- **Data shown**
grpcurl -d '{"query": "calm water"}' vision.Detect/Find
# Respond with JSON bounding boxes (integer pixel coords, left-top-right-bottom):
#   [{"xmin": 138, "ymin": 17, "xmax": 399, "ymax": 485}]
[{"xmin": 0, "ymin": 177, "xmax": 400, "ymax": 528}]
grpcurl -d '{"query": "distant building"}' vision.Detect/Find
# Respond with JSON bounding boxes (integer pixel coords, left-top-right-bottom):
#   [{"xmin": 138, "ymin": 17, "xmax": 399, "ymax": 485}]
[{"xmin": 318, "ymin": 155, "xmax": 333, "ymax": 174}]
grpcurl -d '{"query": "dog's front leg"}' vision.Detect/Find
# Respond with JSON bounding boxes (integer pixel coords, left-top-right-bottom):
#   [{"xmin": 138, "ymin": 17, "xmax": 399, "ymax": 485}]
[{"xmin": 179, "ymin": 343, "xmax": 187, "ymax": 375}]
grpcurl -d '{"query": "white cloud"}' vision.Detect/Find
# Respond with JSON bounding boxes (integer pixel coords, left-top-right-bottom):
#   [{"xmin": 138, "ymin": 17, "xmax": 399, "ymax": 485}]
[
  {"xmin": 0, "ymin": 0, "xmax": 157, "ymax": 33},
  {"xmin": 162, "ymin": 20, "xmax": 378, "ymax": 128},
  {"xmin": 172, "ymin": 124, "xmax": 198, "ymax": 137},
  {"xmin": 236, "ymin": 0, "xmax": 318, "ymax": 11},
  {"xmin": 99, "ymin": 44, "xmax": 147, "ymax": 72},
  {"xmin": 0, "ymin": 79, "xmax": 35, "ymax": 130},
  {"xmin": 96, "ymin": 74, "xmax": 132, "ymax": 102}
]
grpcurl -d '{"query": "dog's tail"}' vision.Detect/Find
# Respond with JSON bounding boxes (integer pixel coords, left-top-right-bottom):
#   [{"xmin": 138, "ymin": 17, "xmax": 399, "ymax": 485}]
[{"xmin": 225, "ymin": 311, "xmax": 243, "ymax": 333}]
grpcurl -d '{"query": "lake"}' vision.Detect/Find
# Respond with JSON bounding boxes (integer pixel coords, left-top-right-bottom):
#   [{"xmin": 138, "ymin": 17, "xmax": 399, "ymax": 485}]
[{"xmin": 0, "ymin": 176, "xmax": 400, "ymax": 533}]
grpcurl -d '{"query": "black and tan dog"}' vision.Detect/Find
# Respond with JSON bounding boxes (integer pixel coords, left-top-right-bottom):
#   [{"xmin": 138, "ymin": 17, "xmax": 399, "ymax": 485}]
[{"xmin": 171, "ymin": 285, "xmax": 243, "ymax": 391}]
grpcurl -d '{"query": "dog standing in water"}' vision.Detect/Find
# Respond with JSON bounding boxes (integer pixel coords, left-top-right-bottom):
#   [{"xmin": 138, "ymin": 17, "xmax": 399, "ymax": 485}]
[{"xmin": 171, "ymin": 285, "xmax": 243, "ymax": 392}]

- **Brief**
How many lines in the rows above contain the string "Detect", matching case exactly? Reply with the number alone.

- **Task answer**
8